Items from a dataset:
+++

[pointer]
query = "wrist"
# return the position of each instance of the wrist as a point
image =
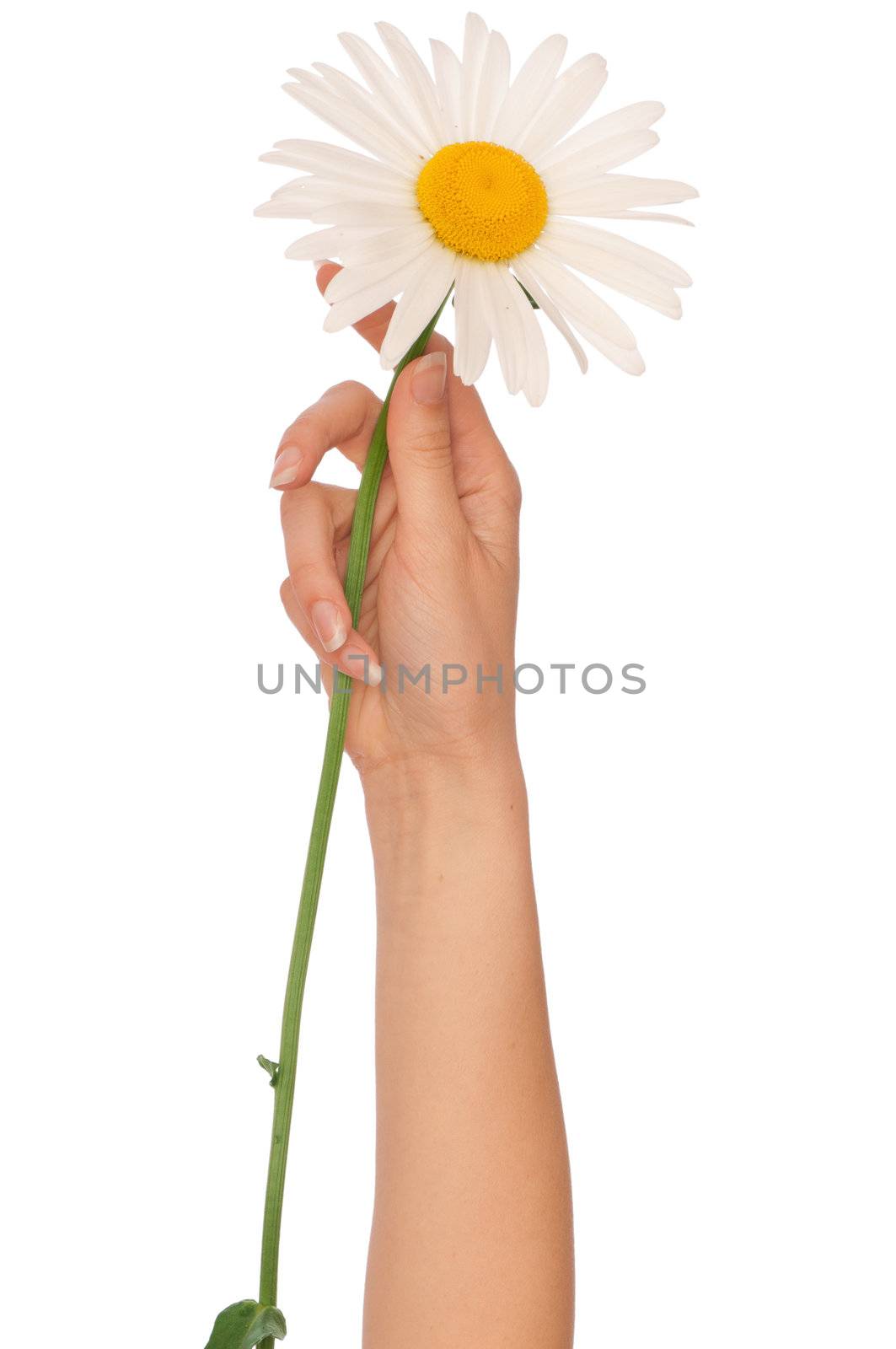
(453, 775)
(431, 816)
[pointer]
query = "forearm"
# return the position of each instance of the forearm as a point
(473, 1234)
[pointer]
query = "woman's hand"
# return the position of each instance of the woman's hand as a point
(436, 633)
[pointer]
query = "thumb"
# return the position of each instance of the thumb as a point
(419, 435)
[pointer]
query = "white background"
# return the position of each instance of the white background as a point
(711, 856)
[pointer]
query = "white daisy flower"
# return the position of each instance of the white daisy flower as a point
(476, 181)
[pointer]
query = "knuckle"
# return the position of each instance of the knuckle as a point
(432, 442)
(350, 389)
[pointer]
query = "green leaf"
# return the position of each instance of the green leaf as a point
(273, 1069)
(534, 303)
(244, 1324)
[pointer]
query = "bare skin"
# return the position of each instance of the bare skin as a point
(471, 1240)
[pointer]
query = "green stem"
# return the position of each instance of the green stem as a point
(285, 1077)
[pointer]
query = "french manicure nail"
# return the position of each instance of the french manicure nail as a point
(328, 625)
(428, 379)
(287, 467)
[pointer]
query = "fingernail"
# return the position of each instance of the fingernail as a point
(287, 467)
(428, 379)
(328, 625)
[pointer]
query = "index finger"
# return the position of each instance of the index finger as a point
(469, 417)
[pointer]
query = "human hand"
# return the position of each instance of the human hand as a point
(443, 572)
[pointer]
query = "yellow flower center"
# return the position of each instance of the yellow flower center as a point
(483, 202)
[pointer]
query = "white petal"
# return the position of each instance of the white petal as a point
(338, 114)
(579, 170)
(550, 309)
(292, 208)
(537, 368)
(385, 243)
(350, 281)
(421, 298)
(474, 57)
(325, 243)
(417, 78)
(570, 99)
(473, 337)
(605, 239)
(361, 213)
(375, 294)
(620, 192)
(334, 162)
(330, 189)
(529, 91)
(493, 85)
(626, 357)
(625, 277)
(389, 89)
(637, 116)
(646, 215)
(373, 110)
(507, 330)
(577, 301)
(448, 83)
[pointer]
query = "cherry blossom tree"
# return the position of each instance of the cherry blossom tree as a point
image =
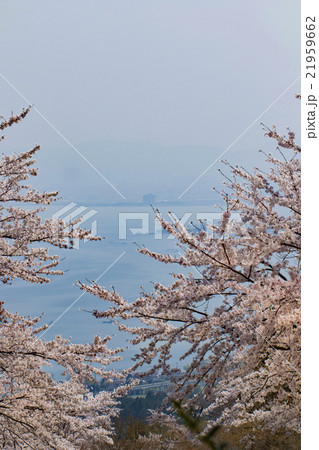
(35, 410)
(236, 315)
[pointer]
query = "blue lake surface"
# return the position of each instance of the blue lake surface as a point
(59, 302)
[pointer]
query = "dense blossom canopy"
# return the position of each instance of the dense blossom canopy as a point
(37, 411)
(238, 311)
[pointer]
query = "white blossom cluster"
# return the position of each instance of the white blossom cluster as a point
(37, 411)
(238, 314)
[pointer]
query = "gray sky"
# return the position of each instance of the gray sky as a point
(175, 72)
(151, 92)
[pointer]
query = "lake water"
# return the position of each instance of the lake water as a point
(131, 271)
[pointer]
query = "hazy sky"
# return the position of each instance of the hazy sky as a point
(151, 93)
(178, 72)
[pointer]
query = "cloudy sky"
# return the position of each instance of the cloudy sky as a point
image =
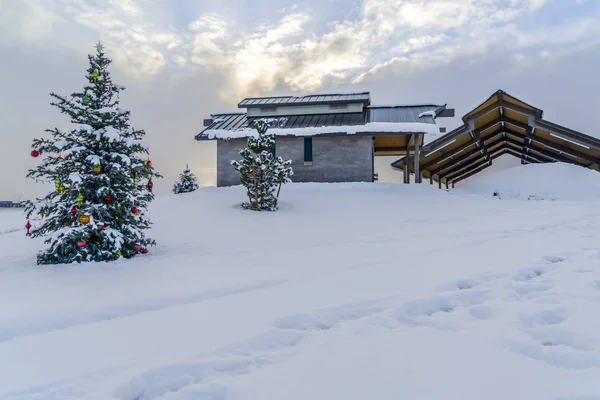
(184, 59)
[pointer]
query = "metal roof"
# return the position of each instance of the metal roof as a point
(236, 121)
(503, 124)
(309, 99)
(404, 113)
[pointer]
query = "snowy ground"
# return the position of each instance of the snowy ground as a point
(350, 291)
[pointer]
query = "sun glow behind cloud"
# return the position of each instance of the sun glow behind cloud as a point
(257, 57)
(182, 60)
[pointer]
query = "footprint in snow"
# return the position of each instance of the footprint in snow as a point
(441, 304)
(559, 356)
(330, 317)
(530, 273)
(470, 283)
(553, 335)
(543, 318)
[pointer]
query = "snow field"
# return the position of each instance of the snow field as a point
(350, 291)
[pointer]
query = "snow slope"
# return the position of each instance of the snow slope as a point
(350, 291)
(537, 181)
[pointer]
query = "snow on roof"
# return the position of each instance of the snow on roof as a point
(369, 128)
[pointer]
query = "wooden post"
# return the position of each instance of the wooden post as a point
(418, 178)
(406, 169)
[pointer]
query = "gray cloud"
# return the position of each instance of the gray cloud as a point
(179, 70)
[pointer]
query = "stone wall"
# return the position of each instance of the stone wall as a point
(335, 159)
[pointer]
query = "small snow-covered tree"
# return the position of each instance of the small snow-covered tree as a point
(186, 183)
(96, 212)
(261, 172)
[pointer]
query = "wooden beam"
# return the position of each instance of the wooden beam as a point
(517, 108)
(484, 111)
(457, 169)
(483, 162)
(556, 146)
(455, 161)
(468, 155)
(406, 170)
(417, 160)
(469, 174)
(450, 153)
(517, 147)
(586, 140)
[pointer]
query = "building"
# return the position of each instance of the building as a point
(329, 137)
(502, 124)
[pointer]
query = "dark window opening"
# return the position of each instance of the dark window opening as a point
(307, 149)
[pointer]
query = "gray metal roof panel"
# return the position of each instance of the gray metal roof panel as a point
(401, 113)
(310, 99)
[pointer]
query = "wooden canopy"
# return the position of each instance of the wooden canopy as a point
(501, 125)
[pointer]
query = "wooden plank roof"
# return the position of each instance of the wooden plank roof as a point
(378, 114)
(310, 99)
(503, 124)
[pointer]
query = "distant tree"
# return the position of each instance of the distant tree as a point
(96, 210)
(186, 183)
(261, 172)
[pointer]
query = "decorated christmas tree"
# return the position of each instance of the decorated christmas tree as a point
(186, 183)
(102, 177)
(261, 172)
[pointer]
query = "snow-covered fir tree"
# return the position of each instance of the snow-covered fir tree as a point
(186, 183)
(102, 177)
(261, 172)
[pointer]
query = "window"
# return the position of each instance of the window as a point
(307, 151)
(338, 106)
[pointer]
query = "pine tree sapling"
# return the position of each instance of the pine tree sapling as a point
(260, 172)
(96, 212)
(186, 183)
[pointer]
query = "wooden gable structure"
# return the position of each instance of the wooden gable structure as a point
(501, 125)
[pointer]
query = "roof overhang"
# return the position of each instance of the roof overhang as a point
(501, 125)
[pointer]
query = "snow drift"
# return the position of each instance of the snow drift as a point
(349, 291)
(555, 181)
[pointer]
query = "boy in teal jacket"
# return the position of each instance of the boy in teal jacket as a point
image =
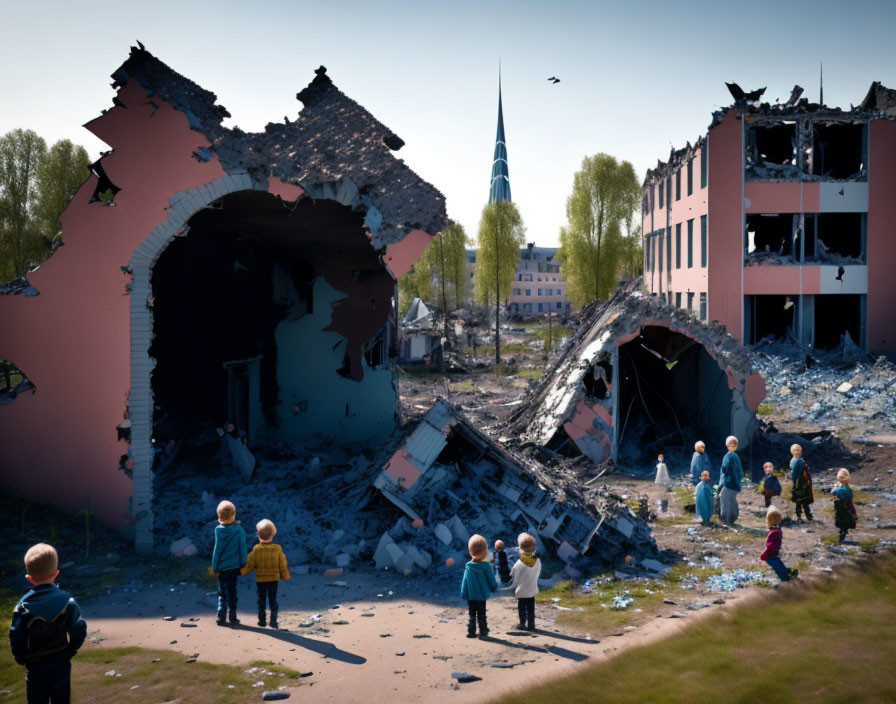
(477, 585)
(228, 556)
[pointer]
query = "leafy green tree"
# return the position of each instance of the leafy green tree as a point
(501, 235)
(604, 196)
(60, 175)
(36, 185)
(21, 152)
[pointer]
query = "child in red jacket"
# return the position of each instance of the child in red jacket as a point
(773, 545)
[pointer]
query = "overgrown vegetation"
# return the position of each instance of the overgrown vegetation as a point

+++

Give back all of the rows above word for word, leaving out the pictures.

*OUTPUT OF THE EXERCISE:*
[pointer]
query = "wrist"
# return the position of each instance of the wrist as a point
image =
(453, 775)
(431, 816)
[pointer]
query = "forearm"
# return the position of each instance of the forearm as a point
(473, 1234)
[pointer]
query = "woman's hand"
# return the position of each instance of the woman's hand as a point
(436, 633)
[pointer]
query = "thumb"
# return the position of each instance of the thumb as a point
(419, 435)
[pointer]
query = "white background"
# return the position of each instance of the white background as a point
(711, 856)
[pointer]
query = "white daisy flower"
# return the position of each instance of the white daisy flower as a point
(476, 181)
[pointer]
query = "knuckle"
# return the position of each instance of the knuckle as a point
(432, 442)
(350, 389)
[pointer]
query = "green leaf"
# return the position of each instance of the green leaf as a point
(273, 1069)
(534, 303)
(244, 1324)
[pointer]
query = "bare skin"
# return the position of each instance of the bare skin as a point
(471, 1240)
[pointer]
query = "green stem"
# return the position of each instance of the green stem as a point
(285, 1077)
[pointer]
query = "french manicure nail"
# return the position of each instance of the french manicure nail as a point
(328, 625)
(428, 379)
(287, 467)
[pointer]
query = "fingernail"
# return the position of each instance of the fingernail as a point
(287, 467)
(428, 379)
(328, 625)
[pointer]
query = "index finger"
# return the position of each instance of the index finger as a point
(469, 417)
[pointer]
query = "human hand"
# return the position of each instance of the human hand as a point
(443, 572)
[pointer]
query = "yellow flower center"
# return the position of each instance of the yellow flower center as a point
(483, 202)
[pointer]
query = "white petal"
# return the position of each instance of the white petal as a point
(338, 114)
(579, 170)
(550, 309)
(292, 208)
(537, 368)
(385, 243)
(350, 281)
(421, 298)
(474, 57)
(325, 243)
(417, 78)
(570, 99)
(473, 337)
(605, 239)
(361, 213)
(375, 294)
(620, 192)
(334, 162)
(330, 189)
(529, 91)
(493, 85)
(626, 357)
(625, 277)
(389, 89)
(637, 116)
(646, 215)
(373, 110)
(507, 330)
(577, 301)
(448, 83)
[pointer]
query = "cherry blossom tree"
# return the position of each instance of the cherry blossom tree as a point
image =
(35, 410)
(236, 315)
[pointer]
query = "blue lake surface"
# return the position of each instance of the blue lake surface as a point
(59, 302)
[pointer]
query = "dense blossom canopy"
# return the position of each instance of the dense blossom canopy as a point
(37, 411)
(238, 311)
[pointer]
query = "white blossom cluster"
# return the position of each instance of the white blossom cluster as a point
(37, 411)
(238, 314)
[pointer]
query = "gray sky"
# return the position of each instance of the gray sky as a point
(175, 72)
(151, 92)
[pointer]
query = "lake water"
# return the position of each instance of the lake water as a point
(131, 271)
[pointer]
query = "hazy sky"
# return the position of each instance of the hazy sky as a point
(151, 93)
(178, 72)
[pointer]
query = "cloudy sky"
# return the position of each instance of the cloudy sky as a point
image =
(184, 59)
[pointer]
query = "metal roof"
# return the position of each instance of the metal roof as a point
(236, 121)
(503, 124)
(309, 99)
(404, 113)
[pointer]
query = "snowy ground"
# return the position of each instance of the snowy ground as a point
(350, 291)
[pointer]
query = "sun glow behind cloud"
# return the position of each instance of the sun glow behind cloud as a point
(257, 57)
(182, 60)
[pointer]
query = "footprint in snow"
# return the position of each instance of the footprint in snow as a point
(441, 304)
(559, 356)
(330, 317)
(530, 273)
(470, 283)
(553, 335)
(543, 318)
[pointer]
query = "snow field"
# return the position of each instance of the snow field as a point
(350, 291)
[pointer]
query = "snow slope"
# return the position of each instance of the snow slope as a point
(350, 291)
(537, 181)
[pointer]
query = "snow on roof"
# return the position of each instance of the snow on roof as a point
(369, 128)
[pointer]
query = "wooden post"
# return the position of each instance of the wooden post as a point
(418, 178)
(406, 169)
[pointer]
query = "gray cloud"
# return the position of each instance of the gray cloud as a point
(179, 70)
[pointer]
query = "stone wall"
# return the position of each instance of the stone wall as a point
(335, 159)
[pointer]
query = "small snow-covered tree"
# return the position of each instance of the small snow-covered tree as a point
(186, 183)
(96, 212)
(261, 172)
[pointer]
query = "wooden beam"
# return the position of each instance of the wooden beam as a point
(517, 108)
(484, 111)
(457, 169)
(483, 162)
(556, 146)
(455, 161)
(468, 155)
(406, 170)
(417, 160)
(469, 174)
(450, 153)
(517, 147)
(586, 140)
[pointer]
query = "building"
# return the position of each instance of the building as a point
(329, 137)
(502, 124)
[pointer]
query = "dark window opening"
# return the position of each instance of the dark window opening as a point
(307, 149)
[pointer]
query = "gray metal roof panel"
# return the position of each instance of the gray metal roof panel as a point
(401, 113)
(310, 99)
[pointer]
query = "wooden canopy"
# return the position of each instance of the wooden canopy as a point
(501, 125)
[pointer]
query = "wooden plank roof"
# return the position of each instance of the wooden plank roof as a point
(378, 114)
(310, 99)
(503, 124)
[pointer]
query = "distant tree"
# return the position of each instance of the distant tree as a point
(96, 210)
(186, 183)
(261, 172)
[pointer]
query = "decorated christmas tree"
# return the position of each instance of the decorated christmas tree as a point
(186, 183)
(102, 177)
(261, 172)
[pointer]
query = "snow-covered fir tree"
# return the position of each instance of the snow-covered fir tree as a point
(186, 183)
(102, 177)
(261, 172)
[pointer]
query = "window"
# return the position of each instance of the window as a point
(307, 151)
(338, 106)
[pointer]
query = "pine tree sapling"
# return the position of each instance of the pine tree sapling as a point
(260, 172)
(96, 212)
(186, 183)
[pointer]
query = "wooden gable structure"
# return the position of each instance of the wooden gable structure as a point
(501, 125)
[pointer]
query = "roof overhang"
# return the position of each instance of the roof overhang as a point
(501, 125)
[pointer]
query = "snow drift"
# return the position of each instance of the snow drift as a point
(349, 291)
(555, 181)
[pointer]
query = "boy in teal jacket"
# return the position of each instance of the boy in teal jacket as a point
image =
(477, 585)
(228, 556)
[pointer]
query = "leafy green tree"
# return the position of each instance of the leafy green tree as a point
(501, 235)
(604, 196)
(60, 175)
(36, 185)
(21, 152)
[pointer]
query = "child in red jacket"
# return the position of each instance of the child in red jacket as a point
(773, 545)
[pointer]
query = "overgrown vegetation"
# return the position of each instance of the overgrown vegetation as a point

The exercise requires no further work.